TASK TO CARRY OUT: Produce exactly the lines starting at the one containing "[point] every instance of the player's ear" and ending at the last line of the material, with nothing added.

[SUPPLIED INFORMATION — start]

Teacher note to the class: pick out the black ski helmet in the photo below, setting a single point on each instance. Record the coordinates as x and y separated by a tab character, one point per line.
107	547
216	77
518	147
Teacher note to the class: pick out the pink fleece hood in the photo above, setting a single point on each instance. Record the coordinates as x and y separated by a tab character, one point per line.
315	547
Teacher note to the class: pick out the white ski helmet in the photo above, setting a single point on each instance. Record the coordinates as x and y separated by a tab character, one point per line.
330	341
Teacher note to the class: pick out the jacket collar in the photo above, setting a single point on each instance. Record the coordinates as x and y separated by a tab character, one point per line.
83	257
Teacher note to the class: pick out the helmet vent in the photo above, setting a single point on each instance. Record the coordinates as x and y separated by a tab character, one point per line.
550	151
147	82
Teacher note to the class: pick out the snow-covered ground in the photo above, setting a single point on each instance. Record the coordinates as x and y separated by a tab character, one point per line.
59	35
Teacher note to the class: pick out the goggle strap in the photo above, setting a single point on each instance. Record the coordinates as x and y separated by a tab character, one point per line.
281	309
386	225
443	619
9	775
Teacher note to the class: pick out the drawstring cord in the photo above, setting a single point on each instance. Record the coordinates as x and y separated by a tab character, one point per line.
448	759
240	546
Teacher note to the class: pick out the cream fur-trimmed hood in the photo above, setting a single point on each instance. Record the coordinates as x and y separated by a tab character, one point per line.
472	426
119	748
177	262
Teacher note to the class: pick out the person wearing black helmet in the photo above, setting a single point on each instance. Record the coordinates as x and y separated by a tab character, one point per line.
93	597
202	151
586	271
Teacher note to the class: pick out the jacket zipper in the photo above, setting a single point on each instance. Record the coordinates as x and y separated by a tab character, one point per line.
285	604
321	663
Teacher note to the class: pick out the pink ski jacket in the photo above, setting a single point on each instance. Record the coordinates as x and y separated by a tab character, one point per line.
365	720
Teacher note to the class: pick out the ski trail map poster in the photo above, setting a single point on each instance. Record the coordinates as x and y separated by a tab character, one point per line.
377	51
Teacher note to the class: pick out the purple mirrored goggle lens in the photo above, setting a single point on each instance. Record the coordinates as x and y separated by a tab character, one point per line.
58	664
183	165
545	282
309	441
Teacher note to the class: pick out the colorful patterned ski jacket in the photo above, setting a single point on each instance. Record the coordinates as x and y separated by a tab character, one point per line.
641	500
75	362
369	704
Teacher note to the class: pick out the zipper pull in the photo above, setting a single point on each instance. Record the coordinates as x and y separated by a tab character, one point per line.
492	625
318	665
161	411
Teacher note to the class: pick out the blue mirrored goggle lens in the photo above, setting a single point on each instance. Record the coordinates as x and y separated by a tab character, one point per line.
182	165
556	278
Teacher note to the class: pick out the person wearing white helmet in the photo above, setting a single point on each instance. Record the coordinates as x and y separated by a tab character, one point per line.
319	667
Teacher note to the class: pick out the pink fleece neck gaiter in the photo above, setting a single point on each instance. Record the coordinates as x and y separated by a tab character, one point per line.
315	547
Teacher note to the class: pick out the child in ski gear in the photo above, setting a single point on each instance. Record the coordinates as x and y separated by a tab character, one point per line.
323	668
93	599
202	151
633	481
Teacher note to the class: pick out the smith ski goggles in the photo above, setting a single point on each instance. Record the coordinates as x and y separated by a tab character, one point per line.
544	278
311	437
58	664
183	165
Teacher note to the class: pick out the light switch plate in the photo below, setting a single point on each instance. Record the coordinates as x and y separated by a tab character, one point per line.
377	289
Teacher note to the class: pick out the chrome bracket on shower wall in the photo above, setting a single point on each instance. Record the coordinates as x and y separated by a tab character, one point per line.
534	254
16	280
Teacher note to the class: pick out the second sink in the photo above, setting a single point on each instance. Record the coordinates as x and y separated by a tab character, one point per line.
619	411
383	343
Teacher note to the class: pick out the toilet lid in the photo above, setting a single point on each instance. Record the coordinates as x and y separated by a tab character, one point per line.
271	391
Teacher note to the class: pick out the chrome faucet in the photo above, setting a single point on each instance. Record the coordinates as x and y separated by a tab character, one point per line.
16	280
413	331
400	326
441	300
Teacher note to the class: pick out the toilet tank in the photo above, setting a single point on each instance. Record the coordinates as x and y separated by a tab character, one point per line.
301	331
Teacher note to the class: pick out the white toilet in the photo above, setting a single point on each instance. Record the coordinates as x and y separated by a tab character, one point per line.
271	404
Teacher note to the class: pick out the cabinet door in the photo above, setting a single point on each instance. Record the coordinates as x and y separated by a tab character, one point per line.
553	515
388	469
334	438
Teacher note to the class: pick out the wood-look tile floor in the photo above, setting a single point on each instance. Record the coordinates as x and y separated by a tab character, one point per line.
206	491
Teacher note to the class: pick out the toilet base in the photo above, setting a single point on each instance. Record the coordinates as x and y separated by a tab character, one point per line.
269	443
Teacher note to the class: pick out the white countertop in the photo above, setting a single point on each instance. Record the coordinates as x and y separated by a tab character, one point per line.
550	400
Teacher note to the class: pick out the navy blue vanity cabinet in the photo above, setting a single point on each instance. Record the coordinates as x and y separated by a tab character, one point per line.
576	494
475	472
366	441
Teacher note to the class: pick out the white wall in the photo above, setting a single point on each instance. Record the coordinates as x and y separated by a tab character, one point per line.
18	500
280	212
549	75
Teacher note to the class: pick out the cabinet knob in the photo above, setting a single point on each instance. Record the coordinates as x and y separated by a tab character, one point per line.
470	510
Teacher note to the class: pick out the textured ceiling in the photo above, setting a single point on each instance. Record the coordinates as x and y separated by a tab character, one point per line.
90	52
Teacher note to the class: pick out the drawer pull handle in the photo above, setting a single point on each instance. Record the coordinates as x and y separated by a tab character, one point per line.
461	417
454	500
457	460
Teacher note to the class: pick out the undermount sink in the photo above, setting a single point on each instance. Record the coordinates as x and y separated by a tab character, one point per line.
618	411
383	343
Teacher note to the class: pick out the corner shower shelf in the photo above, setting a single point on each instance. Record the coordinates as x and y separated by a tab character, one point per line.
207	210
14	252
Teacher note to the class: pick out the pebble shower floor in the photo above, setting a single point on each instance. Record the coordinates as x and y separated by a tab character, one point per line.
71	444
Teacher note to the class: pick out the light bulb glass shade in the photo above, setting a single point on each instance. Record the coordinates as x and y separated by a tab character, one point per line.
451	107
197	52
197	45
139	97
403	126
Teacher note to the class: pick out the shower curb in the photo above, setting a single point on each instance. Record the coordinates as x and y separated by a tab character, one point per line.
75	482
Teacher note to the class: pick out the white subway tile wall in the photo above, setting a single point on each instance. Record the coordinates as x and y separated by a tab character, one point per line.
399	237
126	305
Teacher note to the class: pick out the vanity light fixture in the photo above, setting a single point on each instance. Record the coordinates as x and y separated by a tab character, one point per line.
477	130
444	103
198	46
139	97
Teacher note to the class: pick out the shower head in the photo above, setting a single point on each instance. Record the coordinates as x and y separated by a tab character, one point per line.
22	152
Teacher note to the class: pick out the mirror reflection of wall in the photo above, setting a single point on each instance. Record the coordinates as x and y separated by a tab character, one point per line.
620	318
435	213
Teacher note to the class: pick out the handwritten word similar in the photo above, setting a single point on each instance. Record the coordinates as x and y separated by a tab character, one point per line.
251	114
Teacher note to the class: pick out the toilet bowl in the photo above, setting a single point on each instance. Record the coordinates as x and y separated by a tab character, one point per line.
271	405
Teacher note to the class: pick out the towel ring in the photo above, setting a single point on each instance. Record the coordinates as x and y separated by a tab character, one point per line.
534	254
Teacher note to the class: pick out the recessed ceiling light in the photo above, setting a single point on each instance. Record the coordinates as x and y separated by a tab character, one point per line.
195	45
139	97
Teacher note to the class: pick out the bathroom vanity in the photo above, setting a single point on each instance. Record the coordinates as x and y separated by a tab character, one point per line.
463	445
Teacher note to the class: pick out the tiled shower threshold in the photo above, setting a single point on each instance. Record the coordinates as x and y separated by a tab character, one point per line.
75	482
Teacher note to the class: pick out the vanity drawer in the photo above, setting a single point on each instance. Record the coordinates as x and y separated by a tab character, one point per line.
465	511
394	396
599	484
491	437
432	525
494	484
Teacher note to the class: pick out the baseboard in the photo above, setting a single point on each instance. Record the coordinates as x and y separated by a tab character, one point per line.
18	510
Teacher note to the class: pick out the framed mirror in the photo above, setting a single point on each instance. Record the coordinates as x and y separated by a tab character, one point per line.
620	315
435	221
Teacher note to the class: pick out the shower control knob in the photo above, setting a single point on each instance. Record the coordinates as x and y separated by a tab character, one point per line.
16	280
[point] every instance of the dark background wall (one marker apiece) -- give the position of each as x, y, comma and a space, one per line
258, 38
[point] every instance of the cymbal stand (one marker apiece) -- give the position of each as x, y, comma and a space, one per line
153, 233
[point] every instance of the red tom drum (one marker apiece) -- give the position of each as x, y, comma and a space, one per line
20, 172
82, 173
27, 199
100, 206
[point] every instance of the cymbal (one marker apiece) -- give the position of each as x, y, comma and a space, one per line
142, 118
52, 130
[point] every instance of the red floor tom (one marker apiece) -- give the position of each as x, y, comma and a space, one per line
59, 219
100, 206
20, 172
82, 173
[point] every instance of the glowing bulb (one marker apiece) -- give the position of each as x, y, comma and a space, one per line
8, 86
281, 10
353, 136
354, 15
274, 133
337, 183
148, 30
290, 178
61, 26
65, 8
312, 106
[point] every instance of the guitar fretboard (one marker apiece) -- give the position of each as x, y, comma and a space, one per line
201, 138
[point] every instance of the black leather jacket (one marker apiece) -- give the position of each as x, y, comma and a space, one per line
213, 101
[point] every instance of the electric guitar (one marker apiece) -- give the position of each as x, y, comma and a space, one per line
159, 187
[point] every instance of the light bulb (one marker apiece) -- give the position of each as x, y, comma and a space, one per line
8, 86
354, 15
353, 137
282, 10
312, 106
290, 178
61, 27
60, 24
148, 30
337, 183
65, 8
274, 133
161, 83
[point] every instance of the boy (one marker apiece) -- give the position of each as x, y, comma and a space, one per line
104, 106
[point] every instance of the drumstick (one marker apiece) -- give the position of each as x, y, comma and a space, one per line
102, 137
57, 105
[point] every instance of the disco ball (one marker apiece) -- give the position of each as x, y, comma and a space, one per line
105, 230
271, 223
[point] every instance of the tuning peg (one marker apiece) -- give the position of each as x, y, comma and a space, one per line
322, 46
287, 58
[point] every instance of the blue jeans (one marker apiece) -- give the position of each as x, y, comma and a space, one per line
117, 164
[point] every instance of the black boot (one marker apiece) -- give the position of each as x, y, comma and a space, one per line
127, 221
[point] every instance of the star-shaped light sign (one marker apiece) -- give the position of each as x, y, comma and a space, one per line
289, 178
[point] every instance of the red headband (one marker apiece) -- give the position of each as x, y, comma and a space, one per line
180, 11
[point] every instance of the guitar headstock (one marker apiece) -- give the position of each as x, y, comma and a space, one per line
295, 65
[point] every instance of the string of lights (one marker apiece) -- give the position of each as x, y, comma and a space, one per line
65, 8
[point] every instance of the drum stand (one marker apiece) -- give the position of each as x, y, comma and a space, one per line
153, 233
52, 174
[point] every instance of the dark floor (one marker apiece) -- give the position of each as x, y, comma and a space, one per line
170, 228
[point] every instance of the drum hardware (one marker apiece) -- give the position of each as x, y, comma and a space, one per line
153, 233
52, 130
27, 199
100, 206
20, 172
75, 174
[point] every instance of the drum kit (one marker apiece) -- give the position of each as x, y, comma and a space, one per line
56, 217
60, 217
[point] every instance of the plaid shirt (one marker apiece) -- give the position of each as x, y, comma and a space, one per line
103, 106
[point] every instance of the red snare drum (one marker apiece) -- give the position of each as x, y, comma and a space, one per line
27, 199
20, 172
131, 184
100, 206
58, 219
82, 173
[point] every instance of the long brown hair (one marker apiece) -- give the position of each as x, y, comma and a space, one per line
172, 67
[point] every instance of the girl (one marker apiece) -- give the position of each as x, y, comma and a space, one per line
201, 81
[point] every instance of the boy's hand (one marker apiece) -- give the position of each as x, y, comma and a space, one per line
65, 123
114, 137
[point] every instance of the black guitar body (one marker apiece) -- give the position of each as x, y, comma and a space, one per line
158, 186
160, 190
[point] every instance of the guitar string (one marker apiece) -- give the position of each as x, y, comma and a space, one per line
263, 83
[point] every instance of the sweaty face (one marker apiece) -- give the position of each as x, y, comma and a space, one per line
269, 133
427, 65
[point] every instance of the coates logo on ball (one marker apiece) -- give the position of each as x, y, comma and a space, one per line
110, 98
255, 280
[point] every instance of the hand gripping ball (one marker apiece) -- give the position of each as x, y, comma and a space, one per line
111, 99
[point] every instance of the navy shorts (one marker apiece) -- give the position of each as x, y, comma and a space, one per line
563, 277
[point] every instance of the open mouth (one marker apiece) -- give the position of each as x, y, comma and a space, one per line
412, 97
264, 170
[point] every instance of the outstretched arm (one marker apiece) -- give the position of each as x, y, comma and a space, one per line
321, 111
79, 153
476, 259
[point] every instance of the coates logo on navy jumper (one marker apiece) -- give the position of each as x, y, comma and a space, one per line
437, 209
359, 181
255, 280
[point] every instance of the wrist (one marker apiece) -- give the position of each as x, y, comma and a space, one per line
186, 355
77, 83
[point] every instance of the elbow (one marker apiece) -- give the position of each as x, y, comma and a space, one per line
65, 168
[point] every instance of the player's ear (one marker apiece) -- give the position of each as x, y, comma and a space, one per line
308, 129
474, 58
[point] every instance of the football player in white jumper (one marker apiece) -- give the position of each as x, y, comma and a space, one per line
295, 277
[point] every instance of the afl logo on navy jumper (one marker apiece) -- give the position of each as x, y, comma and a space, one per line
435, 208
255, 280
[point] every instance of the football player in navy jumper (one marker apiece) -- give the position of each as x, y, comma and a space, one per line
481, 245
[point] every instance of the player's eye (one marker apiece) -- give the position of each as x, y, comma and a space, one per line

[SUPPLIED INFORMATION — finish]

EXPECTED OUTPUT:
[point] every instance of the player's ear (one marker apiece) -- give the position of each as x, y, comma and a space, one per line
308, 129
474, 58
[point] every instance of the football player in white jumper (one marker apiece) -- give the position of each as x, y, comma and a space, one per line
295, 277
[point] every instance of the afl logo on navy jumper (one marker apiece) -- give the position of each as x, y, comma and a space, one per line
435, 208
255, 280
[point] every instance of the football player in navy jumper (one marker apiece) -- give the position of each as x, y, comma and a space, one per line
481, 245
[point] every instance of the player's eye (one marker apiece) -- give the position of each as x, y, comma and a space, one per line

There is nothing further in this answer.